WHAT TO DO: Please return, verbatim, the part of the records below that opens with the line containing "Task: find each instance of the row" and runs through the end of the records, with both ends included.

RECORDS SHOWN:
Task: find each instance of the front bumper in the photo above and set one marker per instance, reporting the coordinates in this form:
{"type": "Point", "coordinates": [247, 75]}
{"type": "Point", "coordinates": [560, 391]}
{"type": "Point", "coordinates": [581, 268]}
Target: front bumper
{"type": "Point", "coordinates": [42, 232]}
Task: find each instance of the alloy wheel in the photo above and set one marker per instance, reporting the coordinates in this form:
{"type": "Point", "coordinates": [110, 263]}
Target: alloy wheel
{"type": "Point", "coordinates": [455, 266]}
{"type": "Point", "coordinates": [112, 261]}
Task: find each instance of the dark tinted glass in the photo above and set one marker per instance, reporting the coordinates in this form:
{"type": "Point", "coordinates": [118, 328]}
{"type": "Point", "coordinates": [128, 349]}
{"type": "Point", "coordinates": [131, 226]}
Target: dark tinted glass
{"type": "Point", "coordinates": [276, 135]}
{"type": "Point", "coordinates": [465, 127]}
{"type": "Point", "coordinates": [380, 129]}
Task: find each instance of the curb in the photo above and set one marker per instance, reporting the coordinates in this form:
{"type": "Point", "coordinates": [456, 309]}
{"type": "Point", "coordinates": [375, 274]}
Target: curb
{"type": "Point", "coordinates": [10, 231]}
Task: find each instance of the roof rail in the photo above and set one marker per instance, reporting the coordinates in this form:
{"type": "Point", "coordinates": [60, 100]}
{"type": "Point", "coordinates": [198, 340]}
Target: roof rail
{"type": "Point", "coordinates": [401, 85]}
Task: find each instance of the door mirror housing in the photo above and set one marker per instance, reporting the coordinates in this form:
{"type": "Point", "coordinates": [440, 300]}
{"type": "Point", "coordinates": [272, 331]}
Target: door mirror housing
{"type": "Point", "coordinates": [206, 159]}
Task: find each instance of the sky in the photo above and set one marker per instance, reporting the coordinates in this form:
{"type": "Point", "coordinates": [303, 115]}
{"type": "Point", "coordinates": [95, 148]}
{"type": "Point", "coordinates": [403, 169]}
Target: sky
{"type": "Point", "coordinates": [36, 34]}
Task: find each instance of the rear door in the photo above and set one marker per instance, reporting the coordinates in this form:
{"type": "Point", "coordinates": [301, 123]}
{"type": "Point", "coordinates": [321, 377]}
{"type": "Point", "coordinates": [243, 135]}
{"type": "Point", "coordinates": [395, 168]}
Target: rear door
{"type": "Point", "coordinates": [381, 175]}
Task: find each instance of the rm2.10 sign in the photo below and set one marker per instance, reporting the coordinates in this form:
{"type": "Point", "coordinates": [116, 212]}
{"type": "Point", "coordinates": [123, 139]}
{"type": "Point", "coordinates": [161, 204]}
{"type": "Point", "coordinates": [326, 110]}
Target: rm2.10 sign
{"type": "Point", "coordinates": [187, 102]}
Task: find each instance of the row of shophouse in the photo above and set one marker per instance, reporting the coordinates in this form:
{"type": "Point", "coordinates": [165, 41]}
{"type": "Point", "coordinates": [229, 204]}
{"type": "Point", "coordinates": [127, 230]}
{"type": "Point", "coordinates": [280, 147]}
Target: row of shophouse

WRITTEN SOLUTION:
Task: find each instance of the row of shophouse in the photo above and set one marker per instance, reporting the coordinates in this form:
{"type": "Point", "coordinates": [165, 41]}
{"type": "Point", "coordinates": [229, 204]}
{"type": "Point", "coordinates": [127, 230]}
{"type": "Point", "coordinates": [280, 147]}
Target: row of shophouse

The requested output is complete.